What is required: Check each line of the listing for the word "fallen" and report the ones that have it.

=== Begin Enclosure ===

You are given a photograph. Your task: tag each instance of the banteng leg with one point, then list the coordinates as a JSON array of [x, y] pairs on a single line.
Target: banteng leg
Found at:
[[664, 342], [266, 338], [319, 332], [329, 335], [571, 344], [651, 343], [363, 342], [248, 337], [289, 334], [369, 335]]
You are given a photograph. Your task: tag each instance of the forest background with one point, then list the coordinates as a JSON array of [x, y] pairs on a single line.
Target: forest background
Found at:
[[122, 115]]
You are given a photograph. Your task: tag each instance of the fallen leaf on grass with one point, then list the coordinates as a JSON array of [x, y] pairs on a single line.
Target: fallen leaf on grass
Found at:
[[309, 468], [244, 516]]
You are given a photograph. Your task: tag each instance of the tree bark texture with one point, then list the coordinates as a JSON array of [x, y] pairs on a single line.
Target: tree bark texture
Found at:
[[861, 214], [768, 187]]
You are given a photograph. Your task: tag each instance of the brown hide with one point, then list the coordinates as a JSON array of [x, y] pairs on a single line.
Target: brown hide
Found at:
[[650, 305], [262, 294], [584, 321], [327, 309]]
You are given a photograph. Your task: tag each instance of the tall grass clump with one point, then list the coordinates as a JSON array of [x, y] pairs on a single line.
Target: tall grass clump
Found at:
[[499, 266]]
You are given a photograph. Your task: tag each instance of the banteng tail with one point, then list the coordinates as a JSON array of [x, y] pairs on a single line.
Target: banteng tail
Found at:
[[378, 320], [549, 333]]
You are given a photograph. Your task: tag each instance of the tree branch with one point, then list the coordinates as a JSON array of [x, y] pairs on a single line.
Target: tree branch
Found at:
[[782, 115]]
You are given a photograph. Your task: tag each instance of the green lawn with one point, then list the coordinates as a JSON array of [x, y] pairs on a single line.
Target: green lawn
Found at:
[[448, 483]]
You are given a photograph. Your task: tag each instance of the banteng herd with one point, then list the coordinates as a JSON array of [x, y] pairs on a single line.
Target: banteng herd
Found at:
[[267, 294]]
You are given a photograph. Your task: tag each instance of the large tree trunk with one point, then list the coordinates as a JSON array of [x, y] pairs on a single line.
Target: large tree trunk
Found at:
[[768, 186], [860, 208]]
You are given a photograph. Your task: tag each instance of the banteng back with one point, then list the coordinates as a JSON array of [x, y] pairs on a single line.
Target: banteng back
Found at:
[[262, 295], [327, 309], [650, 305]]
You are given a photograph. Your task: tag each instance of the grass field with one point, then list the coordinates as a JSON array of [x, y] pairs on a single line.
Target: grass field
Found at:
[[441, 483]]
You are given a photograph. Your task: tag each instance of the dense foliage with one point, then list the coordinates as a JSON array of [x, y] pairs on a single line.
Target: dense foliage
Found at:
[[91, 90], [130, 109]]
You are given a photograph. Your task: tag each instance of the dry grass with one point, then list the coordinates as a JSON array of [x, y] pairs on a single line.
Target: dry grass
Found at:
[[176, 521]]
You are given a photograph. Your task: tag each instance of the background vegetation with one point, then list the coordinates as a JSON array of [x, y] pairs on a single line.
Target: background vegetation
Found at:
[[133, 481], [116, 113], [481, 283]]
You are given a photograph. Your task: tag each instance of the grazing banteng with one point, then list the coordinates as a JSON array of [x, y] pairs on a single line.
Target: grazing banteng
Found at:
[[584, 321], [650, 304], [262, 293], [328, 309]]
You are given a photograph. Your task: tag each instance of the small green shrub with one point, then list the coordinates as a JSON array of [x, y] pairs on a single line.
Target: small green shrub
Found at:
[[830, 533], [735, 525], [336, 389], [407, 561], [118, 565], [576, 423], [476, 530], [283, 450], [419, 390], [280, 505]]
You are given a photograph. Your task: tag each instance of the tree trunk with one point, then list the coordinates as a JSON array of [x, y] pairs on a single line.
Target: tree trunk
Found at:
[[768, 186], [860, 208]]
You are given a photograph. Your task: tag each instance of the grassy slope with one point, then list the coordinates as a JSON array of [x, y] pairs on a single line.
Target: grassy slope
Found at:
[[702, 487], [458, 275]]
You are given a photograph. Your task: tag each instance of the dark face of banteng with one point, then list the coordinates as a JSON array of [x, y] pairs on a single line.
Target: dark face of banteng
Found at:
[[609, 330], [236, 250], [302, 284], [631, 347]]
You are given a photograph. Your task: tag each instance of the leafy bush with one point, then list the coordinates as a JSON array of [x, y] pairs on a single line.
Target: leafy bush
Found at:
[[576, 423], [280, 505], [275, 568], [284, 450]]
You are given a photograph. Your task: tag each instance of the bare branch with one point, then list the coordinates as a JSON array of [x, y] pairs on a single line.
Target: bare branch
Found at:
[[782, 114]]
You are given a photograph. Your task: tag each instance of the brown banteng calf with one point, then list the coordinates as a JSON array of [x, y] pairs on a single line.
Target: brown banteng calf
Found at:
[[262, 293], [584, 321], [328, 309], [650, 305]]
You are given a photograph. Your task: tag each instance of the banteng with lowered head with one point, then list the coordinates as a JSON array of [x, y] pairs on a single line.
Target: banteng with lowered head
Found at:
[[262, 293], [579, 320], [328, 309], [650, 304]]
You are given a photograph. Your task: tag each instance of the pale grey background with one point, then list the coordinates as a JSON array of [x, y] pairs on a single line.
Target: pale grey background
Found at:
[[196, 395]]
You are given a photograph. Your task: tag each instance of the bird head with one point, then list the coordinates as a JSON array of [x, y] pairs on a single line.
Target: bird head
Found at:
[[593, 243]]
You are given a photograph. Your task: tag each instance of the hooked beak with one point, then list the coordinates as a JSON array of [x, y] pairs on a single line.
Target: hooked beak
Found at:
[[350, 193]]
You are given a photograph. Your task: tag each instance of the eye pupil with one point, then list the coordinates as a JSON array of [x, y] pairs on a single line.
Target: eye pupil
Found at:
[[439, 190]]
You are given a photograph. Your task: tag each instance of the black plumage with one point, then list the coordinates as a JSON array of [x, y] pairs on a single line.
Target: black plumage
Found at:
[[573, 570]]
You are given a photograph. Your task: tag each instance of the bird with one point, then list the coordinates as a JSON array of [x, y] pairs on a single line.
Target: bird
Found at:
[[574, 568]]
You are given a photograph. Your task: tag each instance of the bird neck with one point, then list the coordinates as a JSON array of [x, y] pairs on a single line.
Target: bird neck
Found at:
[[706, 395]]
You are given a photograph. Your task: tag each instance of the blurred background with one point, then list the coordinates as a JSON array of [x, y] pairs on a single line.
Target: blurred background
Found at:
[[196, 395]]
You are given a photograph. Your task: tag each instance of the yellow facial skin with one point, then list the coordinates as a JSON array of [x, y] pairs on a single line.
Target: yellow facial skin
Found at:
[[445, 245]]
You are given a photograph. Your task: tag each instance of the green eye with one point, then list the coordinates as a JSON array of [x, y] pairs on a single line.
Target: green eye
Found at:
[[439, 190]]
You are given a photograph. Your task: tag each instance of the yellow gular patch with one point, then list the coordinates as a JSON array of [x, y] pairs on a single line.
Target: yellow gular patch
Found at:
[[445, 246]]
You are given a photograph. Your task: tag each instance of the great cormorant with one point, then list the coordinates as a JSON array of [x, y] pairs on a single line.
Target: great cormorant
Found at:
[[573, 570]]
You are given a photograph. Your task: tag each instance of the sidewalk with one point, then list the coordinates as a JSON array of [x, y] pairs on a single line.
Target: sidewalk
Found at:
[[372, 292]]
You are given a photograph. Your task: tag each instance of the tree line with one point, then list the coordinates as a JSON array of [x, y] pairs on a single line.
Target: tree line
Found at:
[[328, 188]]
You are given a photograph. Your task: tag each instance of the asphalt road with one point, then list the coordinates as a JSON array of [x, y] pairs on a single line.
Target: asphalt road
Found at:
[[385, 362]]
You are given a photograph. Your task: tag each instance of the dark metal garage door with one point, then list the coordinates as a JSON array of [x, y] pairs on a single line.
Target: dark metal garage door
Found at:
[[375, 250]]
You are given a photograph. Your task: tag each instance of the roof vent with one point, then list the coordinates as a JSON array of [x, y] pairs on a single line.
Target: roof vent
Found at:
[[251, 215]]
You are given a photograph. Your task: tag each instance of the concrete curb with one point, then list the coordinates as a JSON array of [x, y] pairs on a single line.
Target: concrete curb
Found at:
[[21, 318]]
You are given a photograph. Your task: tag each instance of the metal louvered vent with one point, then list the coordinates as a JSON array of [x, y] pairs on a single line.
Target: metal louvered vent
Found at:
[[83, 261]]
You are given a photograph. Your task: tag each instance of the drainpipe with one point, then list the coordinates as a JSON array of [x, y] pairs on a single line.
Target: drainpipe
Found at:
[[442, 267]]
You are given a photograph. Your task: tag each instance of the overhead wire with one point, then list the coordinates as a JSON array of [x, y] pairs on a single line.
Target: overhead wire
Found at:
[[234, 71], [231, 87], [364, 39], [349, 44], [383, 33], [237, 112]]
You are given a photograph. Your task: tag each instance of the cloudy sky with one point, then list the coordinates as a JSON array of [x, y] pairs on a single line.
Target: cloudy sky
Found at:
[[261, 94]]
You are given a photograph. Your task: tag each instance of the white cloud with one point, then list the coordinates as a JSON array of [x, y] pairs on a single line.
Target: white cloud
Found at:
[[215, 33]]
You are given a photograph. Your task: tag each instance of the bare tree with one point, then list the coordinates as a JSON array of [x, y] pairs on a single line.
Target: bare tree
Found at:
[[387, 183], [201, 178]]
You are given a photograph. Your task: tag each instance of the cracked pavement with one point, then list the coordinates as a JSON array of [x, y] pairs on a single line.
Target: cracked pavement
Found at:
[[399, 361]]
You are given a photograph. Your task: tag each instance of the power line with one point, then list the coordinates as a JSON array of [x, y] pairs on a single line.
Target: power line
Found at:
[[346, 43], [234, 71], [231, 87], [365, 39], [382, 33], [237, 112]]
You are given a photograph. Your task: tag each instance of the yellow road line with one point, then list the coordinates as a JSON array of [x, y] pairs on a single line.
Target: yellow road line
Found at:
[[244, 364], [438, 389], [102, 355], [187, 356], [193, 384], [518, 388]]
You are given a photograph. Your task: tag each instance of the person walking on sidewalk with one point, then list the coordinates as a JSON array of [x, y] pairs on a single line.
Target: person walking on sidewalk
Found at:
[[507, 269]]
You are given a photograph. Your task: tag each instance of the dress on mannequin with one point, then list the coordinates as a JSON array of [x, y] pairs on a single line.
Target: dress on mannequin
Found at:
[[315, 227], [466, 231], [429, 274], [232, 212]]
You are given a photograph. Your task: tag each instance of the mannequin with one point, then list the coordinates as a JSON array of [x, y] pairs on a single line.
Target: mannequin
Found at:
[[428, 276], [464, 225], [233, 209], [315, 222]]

=== End Enclosure ===

Result of this exercise:
You are given a photograph. Your task: tag each instance of the fallen leaf on grass with one point, then list the coordinates as a JSON array of [x, y] pairs on a single line.
Target: fallen leaf on grass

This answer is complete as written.